◆ What is asked
Copy each of the rows below word for word, keeping every character unchanged.

-- -- --

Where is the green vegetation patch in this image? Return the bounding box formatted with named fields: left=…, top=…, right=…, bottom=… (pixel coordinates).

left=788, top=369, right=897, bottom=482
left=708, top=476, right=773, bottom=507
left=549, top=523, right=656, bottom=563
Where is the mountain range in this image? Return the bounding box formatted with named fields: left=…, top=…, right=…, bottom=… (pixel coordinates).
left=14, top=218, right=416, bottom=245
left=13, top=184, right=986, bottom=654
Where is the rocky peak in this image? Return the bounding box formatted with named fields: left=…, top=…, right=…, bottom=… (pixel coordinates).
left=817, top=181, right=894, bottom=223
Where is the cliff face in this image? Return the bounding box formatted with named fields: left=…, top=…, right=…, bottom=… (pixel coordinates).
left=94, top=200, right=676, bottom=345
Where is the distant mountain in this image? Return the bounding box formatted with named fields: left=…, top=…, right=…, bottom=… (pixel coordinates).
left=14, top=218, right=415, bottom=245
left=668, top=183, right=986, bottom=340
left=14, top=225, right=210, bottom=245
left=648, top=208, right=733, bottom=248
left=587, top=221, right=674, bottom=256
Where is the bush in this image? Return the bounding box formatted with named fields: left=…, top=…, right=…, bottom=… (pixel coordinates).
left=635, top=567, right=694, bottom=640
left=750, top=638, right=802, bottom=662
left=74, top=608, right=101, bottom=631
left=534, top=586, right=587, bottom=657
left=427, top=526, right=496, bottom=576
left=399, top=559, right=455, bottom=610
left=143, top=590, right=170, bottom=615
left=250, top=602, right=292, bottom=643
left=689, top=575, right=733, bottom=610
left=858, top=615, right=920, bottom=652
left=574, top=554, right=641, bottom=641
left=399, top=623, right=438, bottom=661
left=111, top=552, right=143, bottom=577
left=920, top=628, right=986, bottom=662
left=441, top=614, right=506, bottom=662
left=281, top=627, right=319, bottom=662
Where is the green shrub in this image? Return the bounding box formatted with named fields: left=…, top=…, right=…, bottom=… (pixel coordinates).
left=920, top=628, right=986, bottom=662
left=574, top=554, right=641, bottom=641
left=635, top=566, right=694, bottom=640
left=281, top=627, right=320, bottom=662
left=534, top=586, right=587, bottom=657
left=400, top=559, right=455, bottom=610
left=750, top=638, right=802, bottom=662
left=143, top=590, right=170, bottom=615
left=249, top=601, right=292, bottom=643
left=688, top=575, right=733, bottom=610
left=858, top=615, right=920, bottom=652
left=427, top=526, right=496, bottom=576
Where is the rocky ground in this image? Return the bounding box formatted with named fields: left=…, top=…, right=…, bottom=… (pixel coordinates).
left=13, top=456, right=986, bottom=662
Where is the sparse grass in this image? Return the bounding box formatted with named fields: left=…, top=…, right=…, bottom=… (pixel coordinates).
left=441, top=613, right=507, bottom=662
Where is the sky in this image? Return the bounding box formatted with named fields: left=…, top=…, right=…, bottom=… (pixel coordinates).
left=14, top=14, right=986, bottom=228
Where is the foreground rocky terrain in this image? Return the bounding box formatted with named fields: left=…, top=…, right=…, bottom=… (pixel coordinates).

-- -- --

◆ Completed task
Where is the green vegetation patch in this image? Return the bounding box formatted with named fields: left=…, top=…, right=…, bottom=… (pixel coordinates).

left=788, top=369, right=897, bottom=482
left=708, top=476, right=773, bottom=507
left=549, top=523, right=656, bottom=563
Where is the mountain range in this image? Return the bounding box formatted with named fields: left=…, top=…, right=…, bottom=… (pixel coordinates).
left=14, top=218, right=416, bottom=245
left=13, top=184, right=986, bottom=654
Where is the rocky peak in this image? Return the bounding box formatted with named fields: left=…, top=…, right=…, bottom=… (pixel coordinates).
left=817, top=181, right=894, bottom=223
Where is the cliff face in this image? Return the bounding box formatted with named fields: left=…, top=…, right=…, bottom=… (pixel coordinates).
left=94, top=200, right=676, bottom=345
Where is the distant mountain in this image? Return the bounding box formatted with named fields: left=…, top=…, right=…, bottom=… (pixel coordinates).
left=14, top=218, right=415, bottom=245
left=668, top=183, right=986, bottom=340
left=14, top=225, right=210, bottom=245
left=648, top=208, right=733, bottom=248
left=587, top=221, right=674, bottom=256
Where is the bush in this image? Return the bounding box formatted with named fields: left=…, top=…, right=…, bottom=… (pixel coordinates).
left=635, top=567, right=694, bottom=640
left=750, top=638, right=802, bottom=662
left=74, top=608, right=101, bottom=631
left=534, top=586, right=587, bottom=657
left=427, top=526, right=496, bottom=576
left=399, top=559, right=455, bottom=610
left=143, top=590, right=170, bottom=615
left=250, top=602, right=292, bottom=643
left=689, top=575, right=733, bottom=610
left=858, top=615, right=920, bottom=652
left=574, top=554, right=641, bottom=641
left=399, top=623, right=438, bottom=661
left=111, top=552, right=143, bottom=577
left=920, top=628, right=986, bottom=662
left=441, top=614, right=506, bottom=662
left=281, top=627, right=319, bottom=662
Where is the green shrub in this image? Return the bounding box formatted with named fields: left=…, top=…, right=…, bottom=… (pixel coordinates).
left=920, top=628, right=986, bottom=662
left=574, top=554, right=641, bottom=641
left=635, top=566, right=694, bottom=640
left=281, top=627, right=320, bottom=662
left=534, top=586, right=587, bottom=657
left=400, top=559, right=455, bottom=610
left=750, top=638, right=802, bottom=662
left=143, top=590, right=170, bottom=615
left=249, top=601, right=292, bottom=643
left=688, top=575, right=733, bottom=610
left=858, top=615, right=920, bottom=652
left=427, top=526, right=496, bottom=576
Where is the rocky ground in this image? Return the bounding box formatted with named fields: left=…, top=…, right=…, bottom=… (pixel coordinates).
left=13, top=456, right=986, bottom=662
Where is the sparse grass in this image? Return the bounding box formatted with named fields: left=…, top=…, right=…, bottom=… (pixel coordinates).
left=441, top=613, right=507, bottom=662
Where is the sky in this image? Return the bounding box formatted with named fields: left=…, top=…, right=…, bottom=… (pixel coordinates).
left=14, top=14, right=986, bottom=228
Where is the foreground rocky terrain in this image? Return the bounding box formatted with named fields: left=…, top=…, right=…, bottom=… (pixel coordinates).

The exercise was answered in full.